:: STORED ROWS ::
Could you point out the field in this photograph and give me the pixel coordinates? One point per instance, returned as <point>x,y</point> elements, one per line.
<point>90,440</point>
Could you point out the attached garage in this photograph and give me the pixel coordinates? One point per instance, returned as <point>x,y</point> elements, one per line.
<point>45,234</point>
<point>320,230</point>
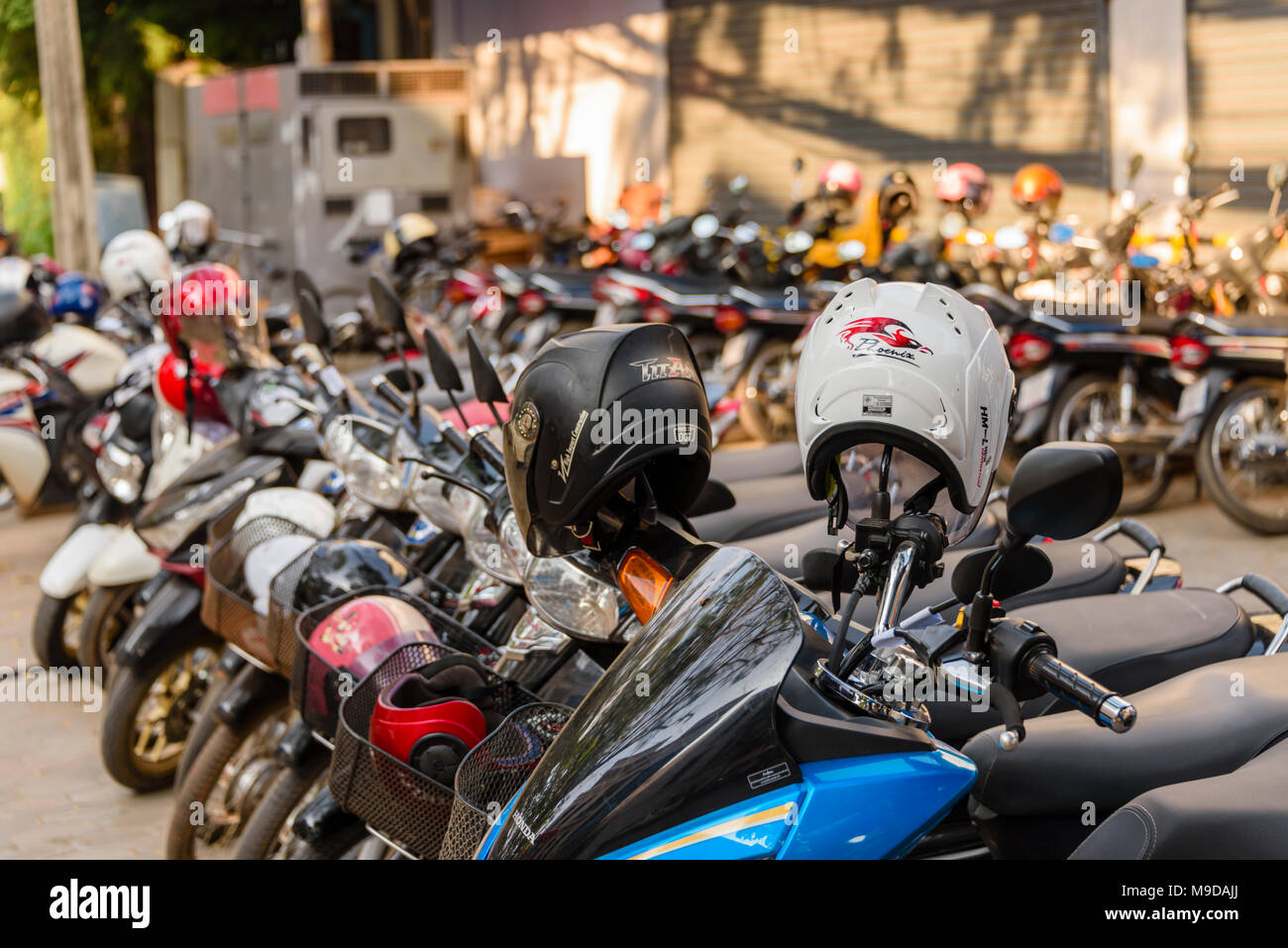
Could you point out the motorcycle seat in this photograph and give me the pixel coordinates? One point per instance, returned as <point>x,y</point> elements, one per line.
<point>1203,723</point>
<point>1126,643</point>
<point>771,462</point>
<point>1236,815</point>
<point>760,506</point>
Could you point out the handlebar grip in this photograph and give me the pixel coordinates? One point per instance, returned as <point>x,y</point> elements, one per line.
<point>1266,591</point>
<point>1098,702</point>
<point>1141,535</point>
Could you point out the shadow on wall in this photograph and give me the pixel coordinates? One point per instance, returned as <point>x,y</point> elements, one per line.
<point>885,85</point>
<point>568,103</point>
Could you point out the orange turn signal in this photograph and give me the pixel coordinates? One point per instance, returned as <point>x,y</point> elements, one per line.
<point>644,582</point>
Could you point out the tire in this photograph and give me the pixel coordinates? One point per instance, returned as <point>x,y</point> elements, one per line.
<point>1137,496</point>
<point>130,689</point>
<point>275,811</point>
<point>103,623</point>
<point>768,420</point>
<point>254,737</point>
<point>204,723</point>
<point>1215,481</point>
<point>50,636</point>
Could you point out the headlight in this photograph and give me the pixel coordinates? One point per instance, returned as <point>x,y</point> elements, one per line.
<point>359,447</point>
<point>484,549</point>
<point>167,535</point>
<point>121,472</point>
<point>571,600</point>
<point>511,540</point>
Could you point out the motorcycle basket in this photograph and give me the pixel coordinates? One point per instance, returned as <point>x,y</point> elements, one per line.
<point>226,604</point>
<point>391,797</point>
<point>494,771</point>
<point>316,685</point>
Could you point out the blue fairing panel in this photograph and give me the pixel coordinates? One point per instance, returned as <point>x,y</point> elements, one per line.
<point>875,807</point>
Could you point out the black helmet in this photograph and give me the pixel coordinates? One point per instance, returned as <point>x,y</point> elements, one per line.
<point>897,197</point>
<point>22,318</point>
<point>591,412</point>
<point>336,567</point>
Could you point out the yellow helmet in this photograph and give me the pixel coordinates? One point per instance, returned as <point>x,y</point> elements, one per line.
<point>406,232</point>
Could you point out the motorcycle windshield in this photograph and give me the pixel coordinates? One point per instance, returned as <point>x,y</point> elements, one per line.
<point>681,725</point>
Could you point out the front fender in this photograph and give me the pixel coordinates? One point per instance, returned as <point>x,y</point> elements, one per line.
<point>125,562</point>
<point>249,691</point>
<point>171,613</point>
<point>67,571</point>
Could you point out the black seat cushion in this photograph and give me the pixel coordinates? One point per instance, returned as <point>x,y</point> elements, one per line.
<point>769,462</point>
<point>1239,815</point>
<point>763,506</point>
<point>1199,724</point>
<point>1126,643</point>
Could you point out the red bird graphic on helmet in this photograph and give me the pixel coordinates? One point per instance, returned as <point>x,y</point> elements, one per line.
<point>893,333</point>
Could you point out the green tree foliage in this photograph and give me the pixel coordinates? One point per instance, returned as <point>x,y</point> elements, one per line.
<point>124,43</point>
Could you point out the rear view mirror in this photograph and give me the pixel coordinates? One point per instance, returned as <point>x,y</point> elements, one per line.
<point>387,305</point>
<point>1064,489</point>
<point>441,365</point>
<point>487,382</point>
<point>1022,569</point>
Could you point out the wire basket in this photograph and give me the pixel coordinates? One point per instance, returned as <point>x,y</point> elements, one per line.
<point>391,797</point>
<point>226,604</point>
<point>283,614</point>
<point>317,686</point>
<point>494,771</point>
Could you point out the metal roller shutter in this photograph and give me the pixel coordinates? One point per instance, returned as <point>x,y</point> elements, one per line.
<point>1000,84</point>
<point>1237,110</point>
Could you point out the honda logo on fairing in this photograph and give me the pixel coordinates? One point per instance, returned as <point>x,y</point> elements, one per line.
<point>881,335</point>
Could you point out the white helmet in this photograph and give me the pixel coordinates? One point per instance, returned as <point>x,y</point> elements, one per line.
<point>307,510</point>
<point>189,227</point>
<point>915,368</point>
<point>134,262</point>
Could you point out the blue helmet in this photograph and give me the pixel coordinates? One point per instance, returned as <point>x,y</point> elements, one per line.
<point>76,296</point>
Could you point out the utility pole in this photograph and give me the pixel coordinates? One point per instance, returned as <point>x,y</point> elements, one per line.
<point>69,163</point>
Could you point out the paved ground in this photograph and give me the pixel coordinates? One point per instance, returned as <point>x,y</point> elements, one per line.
<point>55,801</point>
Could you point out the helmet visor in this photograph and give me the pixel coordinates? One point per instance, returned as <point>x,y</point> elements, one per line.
<point>861,478</point>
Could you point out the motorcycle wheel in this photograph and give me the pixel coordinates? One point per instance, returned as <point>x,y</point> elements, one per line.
<point>268,831</point>
<point>150,712</point>
<point>228,779</point>
<point>108,612</point>
<point>768,403</point>
<point>52,634</point>
<point>1257,407</point>
<point>204,721</point>
<point>1146,474</point>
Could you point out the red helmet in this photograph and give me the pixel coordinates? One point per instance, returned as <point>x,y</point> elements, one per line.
<point>967,184</point>
<point>1035,184</point>
<point>423,720</point>
<point>209,313</point>
<point>359,636</point>
<point>171,386</point>
<point>840,178</point>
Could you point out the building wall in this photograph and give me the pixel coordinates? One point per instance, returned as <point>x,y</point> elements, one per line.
<point>567,101</point>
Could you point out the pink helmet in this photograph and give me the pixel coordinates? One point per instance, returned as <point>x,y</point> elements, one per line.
<point>840,178</point>
<point>965,183</point>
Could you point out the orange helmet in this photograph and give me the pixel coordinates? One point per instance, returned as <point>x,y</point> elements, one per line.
<point>1037,184</point>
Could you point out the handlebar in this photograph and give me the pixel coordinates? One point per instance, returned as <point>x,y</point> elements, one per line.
<point>1106,707</point>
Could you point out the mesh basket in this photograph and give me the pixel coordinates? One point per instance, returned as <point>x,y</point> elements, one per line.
<point>380,790</point>
<point>494,771</point>
<point>282,613</point>
<point>316,685</point>
<point>226,604</point>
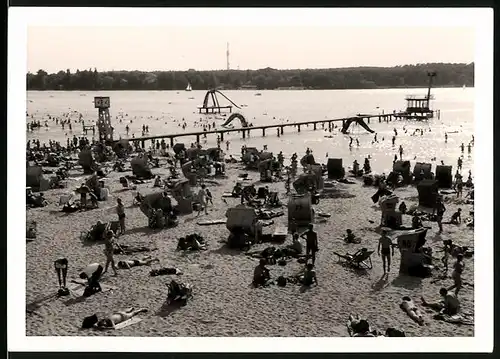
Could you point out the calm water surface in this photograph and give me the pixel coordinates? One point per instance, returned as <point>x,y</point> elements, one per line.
<point>159,109</point>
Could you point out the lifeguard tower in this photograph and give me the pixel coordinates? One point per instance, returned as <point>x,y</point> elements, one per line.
<point>418,107</point>
<point>104,120</point>
<point>215,106</point>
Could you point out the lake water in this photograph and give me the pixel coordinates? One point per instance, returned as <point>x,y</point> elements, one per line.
<point>159,110</point>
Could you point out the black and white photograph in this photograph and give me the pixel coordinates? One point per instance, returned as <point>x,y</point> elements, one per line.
<point>243,174</point>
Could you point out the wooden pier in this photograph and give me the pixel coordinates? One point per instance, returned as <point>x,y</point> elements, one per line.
<point>245,131</point>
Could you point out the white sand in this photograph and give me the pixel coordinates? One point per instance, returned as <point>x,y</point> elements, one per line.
<point>224,304</point>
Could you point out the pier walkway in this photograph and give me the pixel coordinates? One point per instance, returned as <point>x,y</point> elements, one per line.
<point>279,126</point>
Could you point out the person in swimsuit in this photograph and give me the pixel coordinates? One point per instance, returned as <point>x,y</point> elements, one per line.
<point>118,317</point>
<point>108,251</point>
<point>136,262</point>
<point>311,243</point>
<point>120,210</point>
<point>456,218</point>
<point>456,275</point>
<point>61,267</point>
<point>385,243</point>
<point>449,305</point>
<point>93,273</point>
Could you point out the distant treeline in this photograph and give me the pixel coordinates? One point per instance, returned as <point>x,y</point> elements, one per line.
<point>448,75</point>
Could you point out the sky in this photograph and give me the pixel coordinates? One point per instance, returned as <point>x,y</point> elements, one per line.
<point>177,47</point>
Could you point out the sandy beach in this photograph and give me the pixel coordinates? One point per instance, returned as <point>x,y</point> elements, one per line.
<point>224,303</point>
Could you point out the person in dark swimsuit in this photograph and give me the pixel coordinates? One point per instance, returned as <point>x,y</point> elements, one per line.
<point>385,243</point>
<point>311,243</point>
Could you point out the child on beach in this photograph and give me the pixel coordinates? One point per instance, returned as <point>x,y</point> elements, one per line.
<point>120,210</point>
<point>209,196</point>
<point>311,238</point>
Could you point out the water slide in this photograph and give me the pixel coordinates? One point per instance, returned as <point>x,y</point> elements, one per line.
<point>239,117</point>
<point>360,121</point>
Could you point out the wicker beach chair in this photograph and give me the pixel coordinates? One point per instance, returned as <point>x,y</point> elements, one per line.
<point>361,259</point>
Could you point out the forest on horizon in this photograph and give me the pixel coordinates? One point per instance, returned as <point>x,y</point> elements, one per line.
<point>448,75</point>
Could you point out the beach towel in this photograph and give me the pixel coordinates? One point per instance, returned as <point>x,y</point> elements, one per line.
<point>463,319</point>
<point>211,222</point>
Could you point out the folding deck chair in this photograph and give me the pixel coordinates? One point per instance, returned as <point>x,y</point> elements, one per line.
<point>360,260</point>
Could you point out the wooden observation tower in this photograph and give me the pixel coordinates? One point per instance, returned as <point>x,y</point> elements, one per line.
<point>104,120</point>
<point>418,107</point>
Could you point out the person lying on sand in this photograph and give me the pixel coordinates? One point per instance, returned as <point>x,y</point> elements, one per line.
<point>350,237</point>
<point>261,275</point>
<point>449,305</point>
<point>416,222</point>
<point>146,261</point>
<point>359,327</point>
<point>412,310</point>
<point>118,317</point>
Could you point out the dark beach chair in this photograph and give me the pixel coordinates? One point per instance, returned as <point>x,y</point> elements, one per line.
<point>361,260</point>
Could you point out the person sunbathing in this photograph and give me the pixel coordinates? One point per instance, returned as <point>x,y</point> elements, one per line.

:: EXERCISE TASK ::
Please give everything in the listing above from the line containing "Could you point out the metal" down to the line containing "<point>76,296</point>", both included, as a Markdown table with the columns Row and Line. Leave out blank lines.

:: SOLUTION FOR THIS TASK ::
| Row | Line |
|---|---|
| 1 | Could you point out the metal roller shutter in this photograph and give me the pixel coordinates? One point per instance, returned as <point>x,y</point> elements, one per line. |
| 2 | <point>1000,84</point> |
| 3 | <point>1237,110</point> |
| 4 | Could you point out the honda logo on fairing in this photograph and give me the pixel coordinates? One point per instance, returned as <point>x,y</point> elements, one per line. |
| 5 | <point>881,335</point> |
| 6 | Could you point out the white helmet in this photograph and give me the pixel coordinates? One point per instance, returned as <point>x,y</point> elements, one per line. |
| 7 | <point>307,510</point> |
| 8 | <point>189,227</point> |
| 9 | <point>915,368</point> |
| 10 | <point>134,262</point> |
| 11 | Could you point out the blue helmet in this photograph and give me the pixel coordinates? One point per instance, returned as <point>x,y</point> elements, one per line. |
| 12 | <point>76,296</point> |